§ What you will do
Emit a verbatim copy of the lines running from the line with "Could you please indicate the golden" through the end of the material below.

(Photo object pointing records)
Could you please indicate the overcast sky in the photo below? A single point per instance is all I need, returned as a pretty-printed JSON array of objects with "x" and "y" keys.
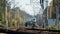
[{"x": 27, "y": 7}]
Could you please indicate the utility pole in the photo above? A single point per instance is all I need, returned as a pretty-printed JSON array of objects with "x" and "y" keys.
[
  {"x": 6, "y": 21},
  {"x": 46, "y": 20}
]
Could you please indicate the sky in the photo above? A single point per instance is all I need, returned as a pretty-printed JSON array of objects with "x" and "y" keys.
[{"x": 27, "y": 6}]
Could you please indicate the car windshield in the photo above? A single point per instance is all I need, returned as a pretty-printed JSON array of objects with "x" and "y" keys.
[{"x": 28, "y": 15}]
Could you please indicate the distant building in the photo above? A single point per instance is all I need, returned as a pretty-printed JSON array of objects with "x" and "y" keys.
[{"x": 53, "y": 11}]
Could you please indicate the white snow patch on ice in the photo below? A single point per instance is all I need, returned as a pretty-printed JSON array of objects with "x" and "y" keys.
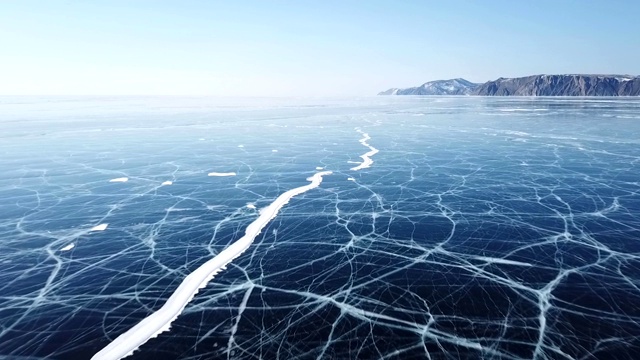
[
  {"x": 100, "y": 227},
  {"x": 502, "y": 261},
  {"x": 160, "y": 321},
  {"x": 366, "y": 158},
  {"x": 68, "y": 247},
  {"x": 119, "y": 180}
]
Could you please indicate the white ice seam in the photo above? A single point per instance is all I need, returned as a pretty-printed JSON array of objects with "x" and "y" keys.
[
  {"x": 159, "y": 321},
  {"x": 366, "y": 158}
]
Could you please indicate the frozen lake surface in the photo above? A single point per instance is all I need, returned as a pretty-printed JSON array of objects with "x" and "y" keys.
[{"x": 372, "y": 228}]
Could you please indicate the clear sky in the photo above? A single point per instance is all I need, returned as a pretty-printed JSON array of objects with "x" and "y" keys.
[{"x": 303, "y": 48}]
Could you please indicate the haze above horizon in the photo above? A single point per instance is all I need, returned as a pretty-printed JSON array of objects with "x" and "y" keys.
[{"x": 303, "y": 48}]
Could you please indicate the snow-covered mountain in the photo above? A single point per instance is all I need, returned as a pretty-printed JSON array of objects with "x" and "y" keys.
[
  {"x": 535, "y": 85},
  {"x": 438, "y": 87}
]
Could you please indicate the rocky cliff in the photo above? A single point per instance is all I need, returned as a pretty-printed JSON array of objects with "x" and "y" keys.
[{"x": 536, "y": 85}]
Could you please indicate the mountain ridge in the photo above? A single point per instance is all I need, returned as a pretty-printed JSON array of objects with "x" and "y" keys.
[{"x": 533, "y": 85}]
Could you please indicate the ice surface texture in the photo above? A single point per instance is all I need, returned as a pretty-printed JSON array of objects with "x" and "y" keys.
[{"x": 483, "y": 228}]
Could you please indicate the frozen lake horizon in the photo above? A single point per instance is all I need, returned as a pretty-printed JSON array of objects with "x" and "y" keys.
[{"x": 441, "y": 227}]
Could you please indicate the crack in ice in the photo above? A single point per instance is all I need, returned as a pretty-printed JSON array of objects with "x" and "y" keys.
[
  {"x": 160, "y": 321},
  {"x": 366, "y": 158}
]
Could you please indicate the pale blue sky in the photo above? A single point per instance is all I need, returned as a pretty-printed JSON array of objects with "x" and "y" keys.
[{"x": 303, "y": 48}]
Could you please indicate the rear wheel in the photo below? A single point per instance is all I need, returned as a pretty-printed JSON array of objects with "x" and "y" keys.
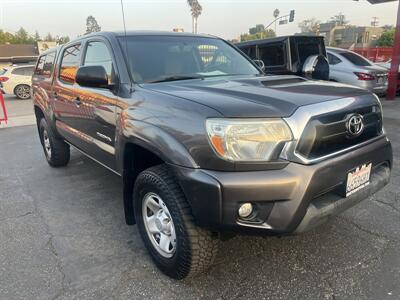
[
  {"x": 22, "y": 91},
  {"x": 57, "y": 152},
  {"x": 178, "y": 247}
]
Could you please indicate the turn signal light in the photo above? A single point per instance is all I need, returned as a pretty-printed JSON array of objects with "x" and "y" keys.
[
  {"x": 364, "y": 76},
  {"x": 245, "y": 210}
]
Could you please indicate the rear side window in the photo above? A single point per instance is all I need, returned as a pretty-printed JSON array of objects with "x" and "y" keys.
[
  {"x": 49, "y": 64},
  {"x": 356, "y": 59},
  {"x": 307, "y": 49},
  {"x": 45, "y": 65},
  {"x": 273, "y": 55},
  {"x": 24, "y": 71},
  {"x": 97, "y": 54},
  {"x": 70, "y": 64},
  {"x": 251, "y": 52},
  {"x": 333, "y": 60},
  {"x": 39, "y": 65}
]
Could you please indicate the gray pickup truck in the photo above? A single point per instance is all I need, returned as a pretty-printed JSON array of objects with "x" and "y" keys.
[{"x": 206, "y": 144}]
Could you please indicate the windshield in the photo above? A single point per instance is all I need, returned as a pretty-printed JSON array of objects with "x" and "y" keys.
[
  {"x": 356, "y": 59},
  {"x": 167, "y": 58}
]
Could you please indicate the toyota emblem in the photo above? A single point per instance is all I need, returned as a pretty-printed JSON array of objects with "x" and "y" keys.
[{"x": 355, "y": 125}]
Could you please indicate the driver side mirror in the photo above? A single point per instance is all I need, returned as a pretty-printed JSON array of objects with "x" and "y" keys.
[
  {"x": 92, "y": 76},
  {"x": 260, "y": 64}
]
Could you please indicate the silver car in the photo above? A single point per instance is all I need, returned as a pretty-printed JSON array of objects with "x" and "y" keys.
[{"x": 351, "y": 68}]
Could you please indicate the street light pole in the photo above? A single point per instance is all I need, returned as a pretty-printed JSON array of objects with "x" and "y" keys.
[{"x": 394, "y": 68}]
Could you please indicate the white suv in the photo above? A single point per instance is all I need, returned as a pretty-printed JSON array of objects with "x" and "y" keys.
[{"x": 17, "y": 80}]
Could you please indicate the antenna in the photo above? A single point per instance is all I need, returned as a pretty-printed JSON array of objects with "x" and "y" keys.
[{"x": 126, "y": 42}]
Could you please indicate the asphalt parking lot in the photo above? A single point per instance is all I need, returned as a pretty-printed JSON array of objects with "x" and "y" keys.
[{"x": 62, "y": 236}]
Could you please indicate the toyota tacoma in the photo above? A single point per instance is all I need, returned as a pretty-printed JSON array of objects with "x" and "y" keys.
[{"x": 207, "y": 144}]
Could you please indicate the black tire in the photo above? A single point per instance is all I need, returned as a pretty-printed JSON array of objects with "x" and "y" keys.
[
  {"x": 22, "y": 91},
  {"x": 196, "y": 247},
  {"x": 57, "y": 152}
]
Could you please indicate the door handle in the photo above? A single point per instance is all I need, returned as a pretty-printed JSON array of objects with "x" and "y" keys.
[{"x": 77, "y": 101}]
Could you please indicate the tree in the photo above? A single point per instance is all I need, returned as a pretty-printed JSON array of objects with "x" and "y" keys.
[
  {"x": 49, "y": 38},
  {"x": 63, "y": 40},
  {"x": 258, "y": 28},
  {"x": 256, "y": 33},
  {"x": 387, "y": 39},
  {"x": 36, "y": 36},
  {"x": 92, "y": 25},
  {"x": 309, "y": 26},
  {"x": 339, "y": 19},
  {"x": 196, "y": 10}
]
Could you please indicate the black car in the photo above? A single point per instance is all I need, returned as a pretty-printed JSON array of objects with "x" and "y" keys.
[
  {"x": 290, "y": 55},
  {"x": 205, "y": 143}
]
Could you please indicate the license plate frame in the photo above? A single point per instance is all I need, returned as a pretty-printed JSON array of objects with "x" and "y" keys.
[{"x": 358, "y": 178}]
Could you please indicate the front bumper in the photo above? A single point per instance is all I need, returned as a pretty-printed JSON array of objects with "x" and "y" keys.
[{"x": 290, "y": 200}]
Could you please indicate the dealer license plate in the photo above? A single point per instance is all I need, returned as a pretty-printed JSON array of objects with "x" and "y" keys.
[{"x": 358, "y": 179}]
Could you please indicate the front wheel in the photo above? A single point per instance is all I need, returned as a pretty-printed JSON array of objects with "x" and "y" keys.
[
  {"x": 178, "y": 247},
  {"x": 57, "y": 152},
  {"x": 22, "y": 91}
]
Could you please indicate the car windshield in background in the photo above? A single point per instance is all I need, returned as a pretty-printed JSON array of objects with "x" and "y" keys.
[
  {"x": 356, "y": 59},
  {"x": 169, "y": 58}
]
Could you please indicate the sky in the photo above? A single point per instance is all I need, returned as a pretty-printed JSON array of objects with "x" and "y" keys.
[{"x": 223, "y": 18}]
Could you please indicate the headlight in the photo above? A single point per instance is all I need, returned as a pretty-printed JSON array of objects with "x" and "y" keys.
[{"x": 247, "y": 139}]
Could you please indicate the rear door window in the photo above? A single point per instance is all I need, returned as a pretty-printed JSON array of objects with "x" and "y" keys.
[
  {"x": 273, "y": 55},
  {"x": 70, "y": 63},
  {"x": 333, "y": 60},
  {"x": 307, "y": 49},
  {"x": 251, "y": 52},
  {"x": 356, "y": 59},
  {"x": 97, "y": 54},
  {"x": 40, "y": 64},
  {"x": 24, "y": 71},
  {"x": 49, "y": 64}
]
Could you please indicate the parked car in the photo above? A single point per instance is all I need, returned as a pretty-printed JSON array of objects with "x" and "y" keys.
[
  {"x": 290, "y": 55},
  {"x": 17, "y": 80},
  {"x": 205, "y": 143},
  {"x": 351, "y": 68},
  {"x": 385, "y": 64}
]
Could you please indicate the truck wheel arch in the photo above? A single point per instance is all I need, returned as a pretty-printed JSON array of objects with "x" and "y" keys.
[{"x": 137, "y": 155}]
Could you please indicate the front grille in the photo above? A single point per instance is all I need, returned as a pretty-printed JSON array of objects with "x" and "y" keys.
[{"x": 327, "y": 134}]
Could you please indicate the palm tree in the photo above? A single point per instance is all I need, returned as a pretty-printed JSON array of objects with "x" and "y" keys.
[{"x": 196, "y": 10}]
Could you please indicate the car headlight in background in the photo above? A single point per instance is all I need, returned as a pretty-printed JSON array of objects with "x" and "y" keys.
[{"x": 247, "y": 139}]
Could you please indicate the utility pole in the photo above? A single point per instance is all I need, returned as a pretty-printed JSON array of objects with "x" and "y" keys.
[
  {"x": 276, "y": 15},
  {"x": 375, "y": 22}
]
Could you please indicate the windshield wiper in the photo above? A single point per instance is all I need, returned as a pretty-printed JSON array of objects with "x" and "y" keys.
[{"x": 176, "y": 78}]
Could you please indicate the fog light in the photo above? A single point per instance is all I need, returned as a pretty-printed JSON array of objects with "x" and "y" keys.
[{"x": 245, "y": 210}]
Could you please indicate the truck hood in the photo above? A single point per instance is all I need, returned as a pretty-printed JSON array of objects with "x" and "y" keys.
[{"x": 251, "y": 97}]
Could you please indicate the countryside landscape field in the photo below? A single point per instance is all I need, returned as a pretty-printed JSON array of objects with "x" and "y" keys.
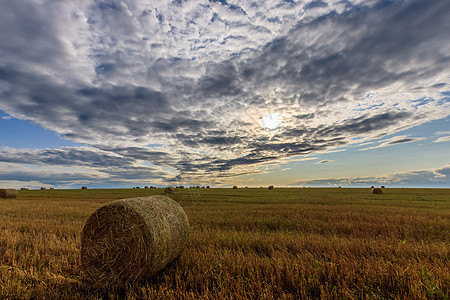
[{"x": 296, "y": 243}]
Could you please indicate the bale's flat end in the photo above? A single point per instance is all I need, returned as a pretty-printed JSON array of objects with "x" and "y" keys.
[{"x": 132, "y": 239}]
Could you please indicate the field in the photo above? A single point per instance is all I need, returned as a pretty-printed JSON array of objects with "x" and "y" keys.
[{"x": 245, "y": 244}]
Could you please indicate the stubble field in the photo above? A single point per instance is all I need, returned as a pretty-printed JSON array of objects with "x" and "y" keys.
[{"x": 306, "y": 243}]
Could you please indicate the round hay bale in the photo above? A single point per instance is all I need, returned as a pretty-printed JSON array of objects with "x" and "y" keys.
[
  {"x": 169, "y": 190},
  {"x": 377, "y": 191},
  {"x": 129, "y": 240},
  {"x": 8, "y": 193}
]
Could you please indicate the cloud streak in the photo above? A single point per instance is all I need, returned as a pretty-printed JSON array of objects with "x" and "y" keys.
[
  {"x": 437, "y": 178},
  {"x": 196, "y": 76}
]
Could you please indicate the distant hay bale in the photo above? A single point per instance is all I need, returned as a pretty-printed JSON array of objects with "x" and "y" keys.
[
  {"x": 169, "y": 190},
  {"x": 377, "y": 191},
  {"x": 8, "y": 193},
  {"x": 129, "y": 240}
]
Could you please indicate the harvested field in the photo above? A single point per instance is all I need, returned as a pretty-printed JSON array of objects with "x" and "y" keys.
[{"x": 245, "y": 244}]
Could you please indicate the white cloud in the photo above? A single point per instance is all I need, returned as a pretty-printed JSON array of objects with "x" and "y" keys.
[
  {"x": 442, "y": 139},
  {"x": 195, "y": 76},
  {"x": 396, "y": 140},
  {"x": 439, "y": 177}
]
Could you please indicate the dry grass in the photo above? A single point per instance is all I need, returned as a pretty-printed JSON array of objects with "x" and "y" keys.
[
  {"x": 131, "y": 239},
  {"x": 245, "y": 244}
]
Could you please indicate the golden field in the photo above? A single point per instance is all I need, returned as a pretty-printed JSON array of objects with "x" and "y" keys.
[{"x": 296, "y": 243}]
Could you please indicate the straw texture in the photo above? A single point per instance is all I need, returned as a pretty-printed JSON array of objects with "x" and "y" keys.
[{"x": 132, "y": 239}]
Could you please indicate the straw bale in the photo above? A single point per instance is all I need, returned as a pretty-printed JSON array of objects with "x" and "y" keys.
[
  {"x": 130, "y": 240},
  {"x": 8, "y": 193},
  {"x": 377, "y": 191},
  {"x": 169, "y": 190}
]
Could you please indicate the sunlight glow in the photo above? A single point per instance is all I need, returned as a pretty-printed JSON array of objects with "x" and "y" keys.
[{"x": 271, "y": 121}]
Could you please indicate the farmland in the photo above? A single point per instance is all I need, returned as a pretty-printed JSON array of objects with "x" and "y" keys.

§ Written response
Could you please indicate the golden field in the photo above? A single point per instance is all I need, returned as a pretty-printed JSON array of objects with "x" and "y" keys.
[{"x": 296, "y": 243}]
Could you please indicate the straw texture in the photo above? A single point per instance is all I need, returned as a pretty-printed JSON array of objects with "x" and "y" keys.
[{"x": 132, "y": 239}]
Could you please indicate the straw bale in the photo above? A single point per instance is all I need, returned as a pretty-printed JSON array of objects with "x" and "y" keys.
[
  {"x": 130, "y": 240},
  {"x": 8, "y": 193},
  {"x": 377, "y": 191},
  {"x": 169, "y": 190}
]
Could you please indicate the sunlight glow in the photo above? A single point per instance is all I need, returned as a pretty-printed JSON array of objects with "x" and "y" keys.
[{"x": 271, "y": 121}]
Could you please indicate the farmland in the photo above? A single point per instance is all I need, returned as a pretty-printed JSON array of objects with "x" and "y" keys.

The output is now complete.